## Task goal:
Reproduce the data below, starting with the line that contains "Find pedestrian walkway here." and going on through the line that contains "300,113,315,154". Swap "sidewalk" for "footpath" and leave everything else unchanged.

## Data for processing:
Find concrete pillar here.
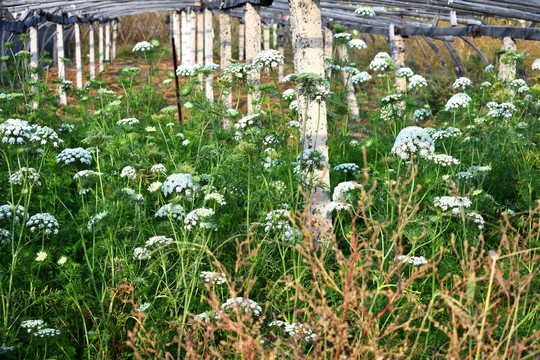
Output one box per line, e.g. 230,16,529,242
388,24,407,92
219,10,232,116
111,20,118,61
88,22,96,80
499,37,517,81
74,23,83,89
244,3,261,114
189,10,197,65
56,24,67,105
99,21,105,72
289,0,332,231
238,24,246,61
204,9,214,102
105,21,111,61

--

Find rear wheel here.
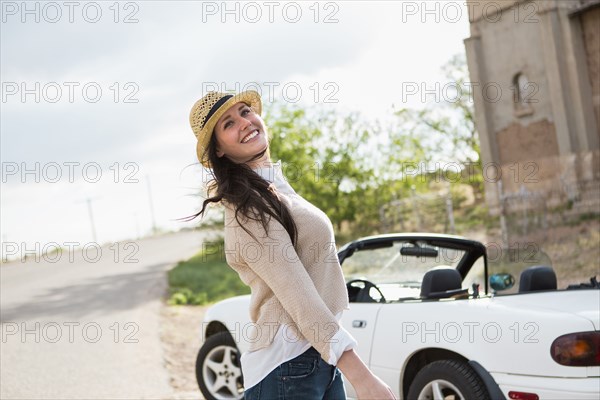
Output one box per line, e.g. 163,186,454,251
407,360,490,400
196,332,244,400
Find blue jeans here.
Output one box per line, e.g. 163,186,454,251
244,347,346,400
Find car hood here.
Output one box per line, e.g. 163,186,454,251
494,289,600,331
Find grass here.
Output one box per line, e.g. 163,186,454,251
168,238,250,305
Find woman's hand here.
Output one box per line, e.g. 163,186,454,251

---

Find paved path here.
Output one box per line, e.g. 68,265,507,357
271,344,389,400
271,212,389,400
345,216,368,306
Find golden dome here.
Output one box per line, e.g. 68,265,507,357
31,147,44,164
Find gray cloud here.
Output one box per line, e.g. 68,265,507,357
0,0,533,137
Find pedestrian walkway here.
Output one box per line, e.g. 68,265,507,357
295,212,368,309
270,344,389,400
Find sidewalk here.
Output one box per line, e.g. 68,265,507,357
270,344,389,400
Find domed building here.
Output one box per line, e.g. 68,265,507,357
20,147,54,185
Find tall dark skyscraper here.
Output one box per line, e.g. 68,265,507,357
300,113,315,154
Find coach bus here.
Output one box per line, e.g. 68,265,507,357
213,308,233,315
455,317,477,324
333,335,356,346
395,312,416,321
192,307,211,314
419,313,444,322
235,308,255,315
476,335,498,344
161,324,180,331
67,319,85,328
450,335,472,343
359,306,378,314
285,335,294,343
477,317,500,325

## Written solution:
Find pedestrian walkway here.
Output one box per line, e.g. 68,265,507,357
295,212,368,309
270,344,389,400
Find footpath here.
Output one box per line, e.g. 68,265,507,357
270,344,389,400
Find domed building here.
Output one box per line, e.g. 68,265,507,357
20,147,54,185
Find tall dark skyscraper here.
Output one box per line, e.g. 68,265,507,357
300,113,315,154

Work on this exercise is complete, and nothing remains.